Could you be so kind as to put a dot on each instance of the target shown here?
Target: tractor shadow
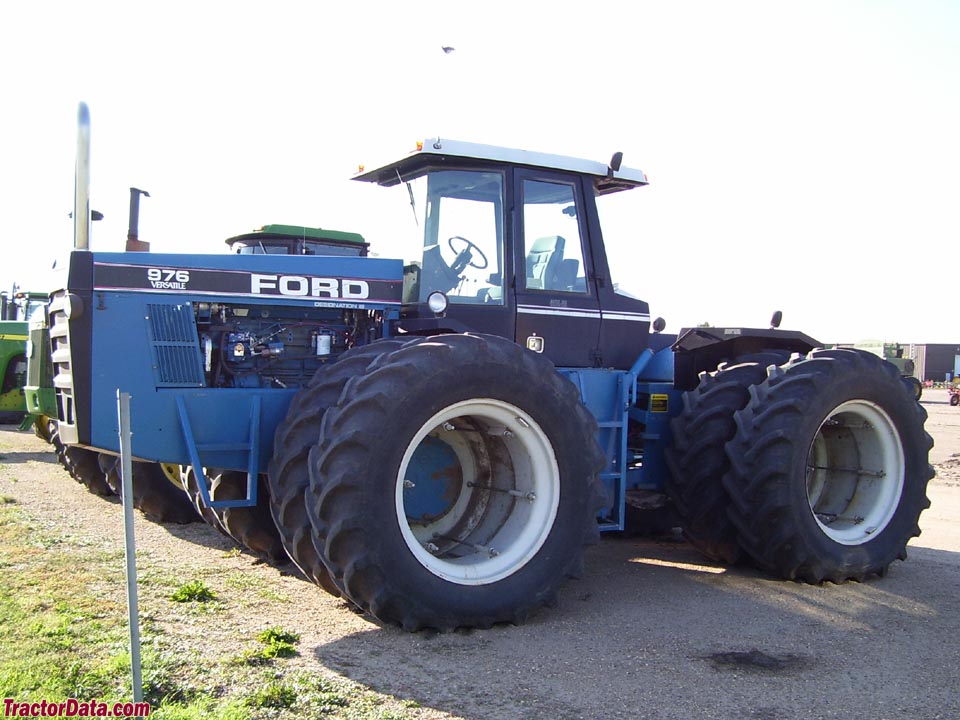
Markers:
(654, 626)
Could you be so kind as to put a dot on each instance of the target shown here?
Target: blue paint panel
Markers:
(437, 481)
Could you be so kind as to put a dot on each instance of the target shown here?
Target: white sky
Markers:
(802, 156)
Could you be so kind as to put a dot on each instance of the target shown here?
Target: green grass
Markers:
(193, 591)
(64, 618)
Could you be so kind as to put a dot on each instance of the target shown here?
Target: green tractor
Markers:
(17, 310)
(893, 354)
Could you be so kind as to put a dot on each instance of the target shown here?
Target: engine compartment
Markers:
(257, 346)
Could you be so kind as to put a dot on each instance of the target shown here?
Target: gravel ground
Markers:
(651, 631)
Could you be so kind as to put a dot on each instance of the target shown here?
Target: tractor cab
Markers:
(508, 242)
(298, 240)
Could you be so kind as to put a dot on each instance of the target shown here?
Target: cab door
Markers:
(557, 308)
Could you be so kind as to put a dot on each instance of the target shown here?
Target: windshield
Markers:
(457, 247)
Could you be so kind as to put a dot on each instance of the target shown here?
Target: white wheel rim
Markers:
(494, 528)
(855, 472)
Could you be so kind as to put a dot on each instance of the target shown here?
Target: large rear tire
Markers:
(829, 468)
(697, 459)
(455, 484)
(289, 476)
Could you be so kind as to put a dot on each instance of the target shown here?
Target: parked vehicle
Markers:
(437, 437)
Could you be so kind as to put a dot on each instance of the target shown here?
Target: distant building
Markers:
(935, 362)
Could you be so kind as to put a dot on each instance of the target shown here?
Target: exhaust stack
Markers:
(81, 198)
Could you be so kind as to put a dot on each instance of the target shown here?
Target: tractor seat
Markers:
(543, 263)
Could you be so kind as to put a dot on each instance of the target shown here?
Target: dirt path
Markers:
(652, 631)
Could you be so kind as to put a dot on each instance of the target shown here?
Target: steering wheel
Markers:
(464, 257)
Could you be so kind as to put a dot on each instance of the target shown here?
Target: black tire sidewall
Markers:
(843, 385)
(421, 402)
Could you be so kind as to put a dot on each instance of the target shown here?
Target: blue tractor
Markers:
(437, 438)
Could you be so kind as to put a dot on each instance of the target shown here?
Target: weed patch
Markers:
(193, 591)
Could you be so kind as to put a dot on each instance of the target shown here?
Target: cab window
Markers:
(553, 246)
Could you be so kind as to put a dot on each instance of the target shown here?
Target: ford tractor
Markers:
(436, 438)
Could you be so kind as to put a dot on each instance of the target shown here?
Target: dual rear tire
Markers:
(453, 483)
(825, 473)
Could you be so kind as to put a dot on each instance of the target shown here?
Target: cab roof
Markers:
(434, 151)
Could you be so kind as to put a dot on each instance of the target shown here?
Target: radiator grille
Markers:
(175, 344)
(61, 358)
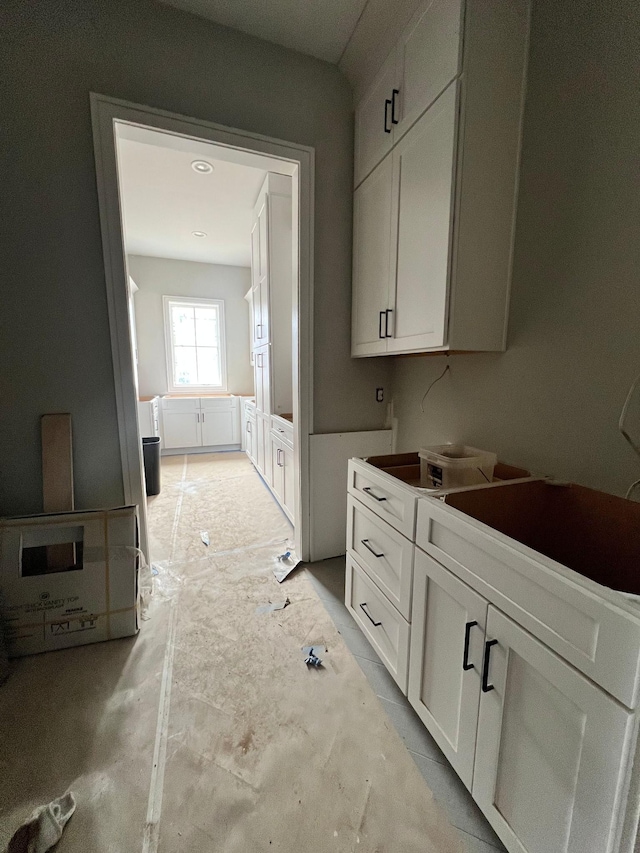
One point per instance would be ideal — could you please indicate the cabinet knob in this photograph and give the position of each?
(394, 95)
(467, 636)
(363, 607)
(486, 687)
(387, 104)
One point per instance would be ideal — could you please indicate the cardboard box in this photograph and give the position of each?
(94, 599)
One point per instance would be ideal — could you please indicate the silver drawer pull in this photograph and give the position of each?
(370, 618)
(365, 542)
(369, 491)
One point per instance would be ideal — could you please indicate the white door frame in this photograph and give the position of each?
(299, 160)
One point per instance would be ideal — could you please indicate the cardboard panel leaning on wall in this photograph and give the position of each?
(53, 277)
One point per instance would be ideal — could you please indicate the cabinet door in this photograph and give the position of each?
(181, 429)
(371, 261)
(262, 375)
(264, 447)
(447, 641)
(423, 173)
(428, 58)
(261, 462)
(289, 501)
(249, 435)
(373, 122)
(277, 468)
(550, 756)
(218, 428)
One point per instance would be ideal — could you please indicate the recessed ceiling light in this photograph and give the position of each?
(202, 166)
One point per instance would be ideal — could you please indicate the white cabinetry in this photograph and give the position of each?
(282, 467)
(550, 762)
(262, 378)
(193, 422)
(402, 223)
(220, 422)
(373, 121)
(447, 643)
(524, 672)
(435, 196)
(422, 64)
(181, 423)
(251, 430)
(149, 417)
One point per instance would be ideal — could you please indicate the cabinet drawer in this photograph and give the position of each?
(385, 554)
(175, 404)
(218, 404)
(379, 621)
(552, 602)
(283, 429)
(385, 496)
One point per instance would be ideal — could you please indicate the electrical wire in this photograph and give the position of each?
(625, 434)
(623, 415)
(447, 368)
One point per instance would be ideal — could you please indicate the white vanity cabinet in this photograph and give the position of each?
(181, 423)
(435, 192)
(149, 416)
(200, 422)
(447, 646)
(551, 755)
(526, 673)
(250, 430)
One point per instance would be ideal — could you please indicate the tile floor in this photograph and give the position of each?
(328, 580)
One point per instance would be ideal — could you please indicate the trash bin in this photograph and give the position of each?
(151, 457)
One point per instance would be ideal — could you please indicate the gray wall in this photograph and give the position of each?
(54, 338)
(552, 401)
(158, 277)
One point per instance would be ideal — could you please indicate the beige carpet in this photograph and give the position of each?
(251, 751)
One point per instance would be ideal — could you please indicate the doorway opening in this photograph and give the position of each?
(207, 245)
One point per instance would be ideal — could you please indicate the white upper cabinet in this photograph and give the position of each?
(371, 261)
(427, 60)
(435, 199)
(423, 164)
(374, 128)
(424, 61)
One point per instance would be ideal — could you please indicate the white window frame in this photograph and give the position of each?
(168, 342)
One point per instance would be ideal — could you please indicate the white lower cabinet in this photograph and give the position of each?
(282, 471)
(200, 422)
(263, 451)
(447, 641)
(546, 750)
(541, 748)
(181, 423)
(550, 757)
(380, 622)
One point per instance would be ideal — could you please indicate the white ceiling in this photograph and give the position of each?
(164, 200)
(320, 28)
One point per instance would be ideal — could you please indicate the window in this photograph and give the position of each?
(194, 330)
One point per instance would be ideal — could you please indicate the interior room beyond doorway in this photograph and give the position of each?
(208, 237)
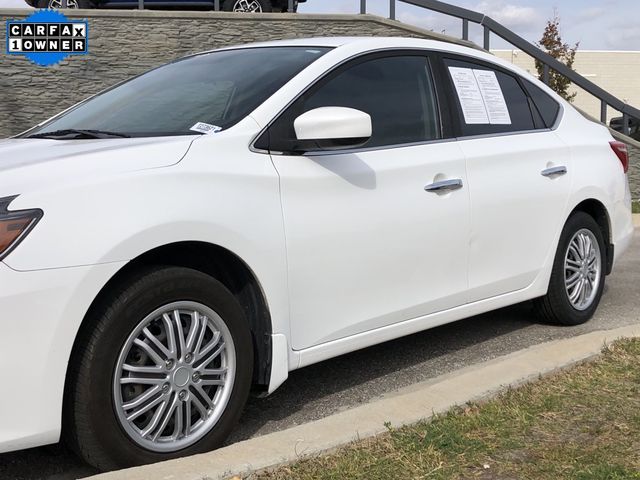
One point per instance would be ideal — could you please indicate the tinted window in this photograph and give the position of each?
(518, 104)
(396, 91)
(546, 105)
(218, 88)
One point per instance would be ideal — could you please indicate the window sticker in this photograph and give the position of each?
(205, 128)
(481, 96)
(470, 96)
(493, 97)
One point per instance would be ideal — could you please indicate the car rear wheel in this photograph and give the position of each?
(247, 6)
(163, 371)
(578, 275)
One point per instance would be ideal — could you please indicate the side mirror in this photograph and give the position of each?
(331, 128)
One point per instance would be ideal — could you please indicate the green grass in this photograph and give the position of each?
(580, 424)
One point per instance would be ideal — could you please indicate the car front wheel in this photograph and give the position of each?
(578, 275)
(163, 370)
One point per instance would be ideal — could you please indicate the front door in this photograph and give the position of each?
(367, 245)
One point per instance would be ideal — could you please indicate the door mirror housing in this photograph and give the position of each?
(332, 128)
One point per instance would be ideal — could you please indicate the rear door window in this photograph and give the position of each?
(489, 101)
(547, 106)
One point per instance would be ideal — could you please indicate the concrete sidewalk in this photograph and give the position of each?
(404, 407)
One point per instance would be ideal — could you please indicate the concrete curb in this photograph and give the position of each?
(404, 407)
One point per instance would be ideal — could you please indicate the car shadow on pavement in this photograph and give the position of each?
(334, 385)
(322, 389)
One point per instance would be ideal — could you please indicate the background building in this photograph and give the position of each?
(616, 72)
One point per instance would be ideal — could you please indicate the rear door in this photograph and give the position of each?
(367, 245)
(519, 174)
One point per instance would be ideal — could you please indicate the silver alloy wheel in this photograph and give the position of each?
(57, 4)
(174, 376)
(582, 269)
(247, 6)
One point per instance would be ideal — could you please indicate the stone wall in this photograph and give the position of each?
(125, 43)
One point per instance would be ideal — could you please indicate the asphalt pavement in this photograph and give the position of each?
(338, 384)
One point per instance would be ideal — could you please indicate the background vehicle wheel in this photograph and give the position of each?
(247, 6)
(60, 4)
(578, 275)
(163, 371)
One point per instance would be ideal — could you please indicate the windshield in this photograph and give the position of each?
(213, 91)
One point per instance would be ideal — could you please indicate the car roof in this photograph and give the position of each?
(357, 45)
(372, 43)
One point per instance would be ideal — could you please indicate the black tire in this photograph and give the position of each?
(91, 424)
(81, 4)
(555, 306)
(265, 5)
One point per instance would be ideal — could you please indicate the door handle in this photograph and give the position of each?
(550, 172)
(444, 185)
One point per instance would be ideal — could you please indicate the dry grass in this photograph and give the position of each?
(583, 423)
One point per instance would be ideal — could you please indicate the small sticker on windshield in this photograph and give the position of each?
(205, 128)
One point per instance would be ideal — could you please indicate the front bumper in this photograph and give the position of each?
(40, 313)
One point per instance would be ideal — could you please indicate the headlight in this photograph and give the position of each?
(14, 226)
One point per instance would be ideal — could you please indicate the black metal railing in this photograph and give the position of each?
(549, 63)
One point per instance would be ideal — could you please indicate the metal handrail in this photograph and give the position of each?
(549, 63)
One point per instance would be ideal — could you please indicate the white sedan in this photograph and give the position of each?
(205, 228)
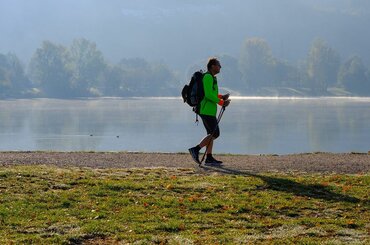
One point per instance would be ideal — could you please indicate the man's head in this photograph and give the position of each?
# # # #
### WHAT IS BEING ASKED
Give again, word for word, every line from the top of the data above to the line holding "Target: green tractor", inclusive, with the pictures left out.

### REPLY
Could you be so kind as to put a dot on each instance of the target shown here?
Target: tractor shadow
Markers:
(654, 626)
Could you be so kind as to put a dot on each instance of the target shown here?
Target: blue paint panel
Markers:
(437, 481)
Could you be so kind as to put a dot on each instance of the target shown here?
Target: white sky
Markers:
(802, 156)
Could you be so kind as to put a dot on each instance of the target shown here?
Target: green grass
Markers:
(193, 591)
(64, 618)
Could you be so kind as to put a dot on each instance of the target shown here?
Target: green tractor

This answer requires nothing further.